Your objective: For this exercise, output the line containing "on the coastline." and every line after it through the end of the records, exactly, and no other line.

[Text-to-region grounding data]
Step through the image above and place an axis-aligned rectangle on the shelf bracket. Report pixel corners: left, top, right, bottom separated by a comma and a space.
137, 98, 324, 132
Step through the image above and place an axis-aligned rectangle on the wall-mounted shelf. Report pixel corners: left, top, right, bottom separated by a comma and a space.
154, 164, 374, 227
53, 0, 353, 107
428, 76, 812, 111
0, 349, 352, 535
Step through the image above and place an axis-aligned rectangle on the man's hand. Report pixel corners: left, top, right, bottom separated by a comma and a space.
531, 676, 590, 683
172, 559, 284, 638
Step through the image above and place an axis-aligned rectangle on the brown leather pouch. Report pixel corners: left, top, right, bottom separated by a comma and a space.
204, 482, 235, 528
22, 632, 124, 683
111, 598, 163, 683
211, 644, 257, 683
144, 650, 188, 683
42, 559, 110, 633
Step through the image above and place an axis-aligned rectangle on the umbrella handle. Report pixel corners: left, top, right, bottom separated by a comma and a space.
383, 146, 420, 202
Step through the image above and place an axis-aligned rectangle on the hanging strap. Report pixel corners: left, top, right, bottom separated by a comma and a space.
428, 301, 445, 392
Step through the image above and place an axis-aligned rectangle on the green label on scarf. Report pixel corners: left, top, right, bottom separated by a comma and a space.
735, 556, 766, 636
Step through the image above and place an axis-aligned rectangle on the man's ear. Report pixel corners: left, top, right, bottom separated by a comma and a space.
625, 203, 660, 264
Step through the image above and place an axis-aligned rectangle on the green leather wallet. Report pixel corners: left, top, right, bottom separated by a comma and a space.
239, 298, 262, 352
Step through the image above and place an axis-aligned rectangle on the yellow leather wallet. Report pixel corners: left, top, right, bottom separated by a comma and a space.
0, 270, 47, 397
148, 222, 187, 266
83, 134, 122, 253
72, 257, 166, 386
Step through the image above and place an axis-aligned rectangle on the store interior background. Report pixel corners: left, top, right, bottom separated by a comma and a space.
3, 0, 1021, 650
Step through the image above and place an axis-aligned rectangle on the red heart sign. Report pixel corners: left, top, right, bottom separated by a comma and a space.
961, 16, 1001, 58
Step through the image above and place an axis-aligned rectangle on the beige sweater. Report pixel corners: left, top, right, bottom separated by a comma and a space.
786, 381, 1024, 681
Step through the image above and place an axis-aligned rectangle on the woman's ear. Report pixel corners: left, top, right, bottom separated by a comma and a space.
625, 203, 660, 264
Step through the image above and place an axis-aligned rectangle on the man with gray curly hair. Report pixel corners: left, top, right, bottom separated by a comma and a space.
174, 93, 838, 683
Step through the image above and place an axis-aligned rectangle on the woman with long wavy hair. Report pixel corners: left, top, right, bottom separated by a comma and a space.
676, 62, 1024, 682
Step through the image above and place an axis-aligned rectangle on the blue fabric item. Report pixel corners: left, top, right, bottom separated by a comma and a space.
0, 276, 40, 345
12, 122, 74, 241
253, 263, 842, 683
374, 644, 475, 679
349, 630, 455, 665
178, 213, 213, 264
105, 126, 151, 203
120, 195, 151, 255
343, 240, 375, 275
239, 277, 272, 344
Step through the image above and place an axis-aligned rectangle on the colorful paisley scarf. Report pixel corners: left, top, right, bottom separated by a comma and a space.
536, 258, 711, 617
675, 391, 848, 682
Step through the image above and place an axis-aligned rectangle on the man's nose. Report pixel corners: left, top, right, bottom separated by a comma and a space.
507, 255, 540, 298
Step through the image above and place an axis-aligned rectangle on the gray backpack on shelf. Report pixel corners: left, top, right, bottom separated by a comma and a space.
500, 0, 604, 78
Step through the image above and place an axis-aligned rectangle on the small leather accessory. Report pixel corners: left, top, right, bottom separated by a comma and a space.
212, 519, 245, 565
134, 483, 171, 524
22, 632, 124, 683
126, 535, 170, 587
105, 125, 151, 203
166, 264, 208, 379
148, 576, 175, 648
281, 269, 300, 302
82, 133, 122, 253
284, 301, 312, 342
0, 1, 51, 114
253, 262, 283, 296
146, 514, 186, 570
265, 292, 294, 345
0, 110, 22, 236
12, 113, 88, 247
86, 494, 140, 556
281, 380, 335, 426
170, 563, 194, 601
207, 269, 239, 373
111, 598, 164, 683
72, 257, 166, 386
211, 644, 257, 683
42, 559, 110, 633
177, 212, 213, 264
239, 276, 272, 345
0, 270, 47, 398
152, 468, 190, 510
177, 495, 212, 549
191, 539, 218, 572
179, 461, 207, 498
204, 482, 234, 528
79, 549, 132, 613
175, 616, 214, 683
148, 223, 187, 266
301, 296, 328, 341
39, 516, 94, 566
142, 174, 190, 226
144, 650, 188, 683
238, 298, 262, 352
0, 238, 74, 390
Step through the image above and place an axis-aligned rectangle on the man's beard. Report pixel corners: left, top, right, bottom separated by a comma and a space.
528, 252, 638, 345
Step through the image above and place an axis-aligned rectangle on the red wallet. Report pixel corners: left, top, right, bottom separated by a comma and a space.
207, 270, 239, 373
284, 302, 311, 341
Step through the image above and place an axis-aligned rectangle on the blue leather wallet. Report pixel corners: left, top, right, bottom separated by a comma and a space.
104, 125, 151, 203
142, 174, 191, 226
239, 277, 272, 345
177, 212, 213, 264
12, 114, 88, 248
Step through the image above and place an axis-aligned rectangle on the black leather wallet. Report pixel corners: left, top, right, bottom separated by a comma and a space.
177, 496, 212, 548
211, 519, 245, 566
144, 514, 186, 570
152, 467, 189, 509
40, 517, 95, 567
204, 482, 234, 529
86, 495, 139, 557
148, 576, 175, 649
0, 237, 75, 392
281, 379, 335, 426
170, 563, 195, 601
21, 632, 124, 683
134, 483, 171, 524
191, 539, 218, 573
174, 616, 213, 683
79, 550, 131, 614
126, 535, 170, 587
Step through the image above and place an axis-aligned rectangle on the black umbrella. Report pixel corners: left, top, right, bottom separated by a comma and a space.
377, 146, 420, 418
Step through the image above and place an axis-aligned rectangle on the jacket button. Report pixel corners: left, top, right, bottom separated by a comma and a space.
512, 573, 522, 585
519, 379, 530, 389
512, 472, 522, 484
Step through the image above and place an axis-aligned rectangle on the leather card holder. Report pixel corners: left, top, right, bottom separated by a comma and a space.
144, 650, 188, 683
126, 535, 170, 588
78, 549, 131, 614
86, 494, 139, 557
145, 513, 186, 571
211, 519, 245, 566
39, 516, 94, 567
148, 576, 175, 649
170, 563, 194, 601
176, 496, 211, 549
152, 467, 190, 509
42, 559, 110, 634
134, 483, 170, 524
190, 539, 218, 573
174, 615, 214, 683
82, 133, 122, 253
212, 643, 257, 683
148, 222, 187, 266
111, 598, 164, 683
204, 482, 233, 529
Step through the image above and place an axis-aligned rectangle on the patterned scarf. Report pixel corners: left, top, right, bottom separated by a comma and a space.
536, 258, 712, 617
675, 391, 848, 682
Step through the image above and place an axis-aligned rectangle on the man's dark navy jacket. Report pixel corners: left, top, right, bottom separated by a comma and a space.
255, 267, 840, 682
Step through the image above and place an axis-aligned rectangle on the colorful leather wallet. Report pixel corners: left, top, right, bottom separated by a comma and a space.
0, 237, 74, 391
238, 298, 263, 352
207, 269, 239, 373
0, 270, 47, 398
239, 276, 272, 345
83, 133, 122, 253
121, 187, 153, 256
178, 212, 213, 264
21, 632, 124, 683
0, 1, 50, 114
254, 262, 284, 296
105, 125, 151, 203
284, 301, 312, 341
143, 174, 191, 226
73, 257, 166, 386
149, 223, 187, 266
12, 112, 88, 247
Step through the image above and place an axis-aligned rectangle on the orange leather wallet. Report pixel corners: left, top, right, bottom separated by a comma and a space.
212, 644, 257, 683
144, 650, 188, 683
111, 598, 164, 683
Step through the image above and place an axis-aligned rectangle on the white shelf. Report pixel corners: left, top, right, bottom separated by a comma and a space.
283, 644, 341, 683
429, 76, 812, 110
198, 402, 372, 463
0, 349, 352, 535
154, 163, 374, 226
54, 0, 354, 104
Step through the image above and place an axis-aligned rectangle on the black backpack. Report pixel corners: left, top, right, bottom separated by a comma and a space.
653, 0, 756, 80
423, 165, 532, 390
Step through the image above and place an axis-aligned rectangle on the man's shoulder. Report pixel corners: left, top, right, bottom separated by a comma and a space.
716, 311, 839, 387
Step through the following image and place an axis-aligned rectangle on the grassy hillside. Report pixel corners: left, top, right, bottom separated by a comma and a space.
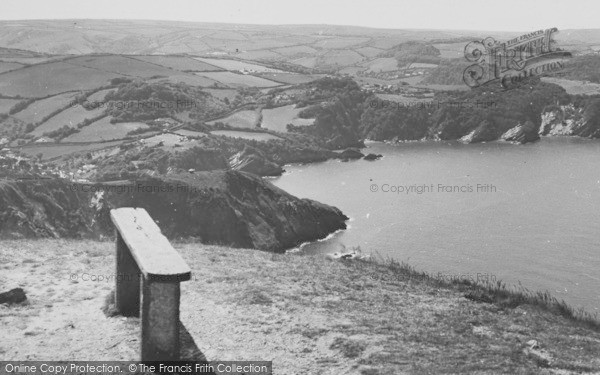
0, 61, 121, 98
1, 239, 599, 373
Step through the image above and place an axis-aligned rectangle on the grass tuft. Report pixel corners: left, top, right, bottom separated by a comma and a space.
355, 254, 600, 331
329, 337, 367, 358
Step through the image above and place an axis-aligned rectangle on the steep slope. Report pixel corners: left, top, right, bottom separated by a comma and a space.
0, 171, 348, 252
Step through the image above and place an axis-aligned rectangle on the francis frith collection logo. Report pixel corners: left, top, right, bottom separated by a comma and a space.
463, 27, 572, 89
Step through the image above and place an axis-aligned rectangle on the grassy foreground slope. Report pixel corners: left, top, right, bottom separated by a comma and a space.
1, 240, 599, 374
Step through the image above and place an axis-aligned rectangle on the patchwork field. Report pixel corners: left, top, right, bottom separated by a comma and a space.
0, 61, 24, 74
314, 37, 370, 49
194, 58, 284, 73
398, 75, 426, 85
433, 42, 468, 59
207, 110, 260, 128
31, 105, 105, 136
408, 62, 439, 69
13, 92, 79, 125
0, 98, 20, 114
0, 61, 120, 98
260, 105, 314, 132
292, 56, 318, 69
149, 74, 224, 88
203, 88, 239, 101
258, 73, 322, 85
200, 38, 293, 52
0, 116, 25, 135
0, 56, 67, 65
85, 89, 115, 104
338, 66, 364, 75
66, 55, 179, 78
364, 57, 399, 72
131, 55, 223, 72
236, 50, 283, 61
274, 45, 319, 56
63, 118, 148, 142
211, 130, 282, 141
318, 50, 364, 67
17, 140, 124, 160
370, 38, 409, 49
355, 46, 384, 58
1, 23, 584, 161
196, 72, 281, 88
541, 77, 600, 96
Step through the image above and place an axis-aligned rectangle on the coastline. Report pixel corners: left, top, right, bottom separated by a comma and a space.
271, 138, 600, 314
284, 226, 349, 254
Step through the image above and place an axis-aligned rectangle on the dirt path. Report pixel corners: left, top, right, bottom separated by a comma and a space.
0, 240, 139, 360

Task solution:
Step through the image above and place an axis-aligned rectangle on the coastline. Report pixel corners: left, top, right, bottom separated by a comma and a space.
271, 138, 600, 314
284, 226, 349, 254
Step through the image above and place an axis-aligned rectangle on the dirt path. Report pixel corners: left, top, right, bottom separated by a comma and a space.
0, 240, 139, 360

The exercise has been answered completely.